• [Your goal]: Word for word, restate all of the entries.

• [Data for review]:

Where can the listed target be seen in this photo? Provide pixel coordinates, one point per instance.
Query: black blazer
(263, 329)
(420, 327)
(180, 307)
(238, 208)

• [Reply to the task]:
Where can the listed target be seen in this photo? Provide pixel coordinates, one point per instance.
Query: black blazer
(263, 329)
(420, 327)
(180, 307)
(238, 208)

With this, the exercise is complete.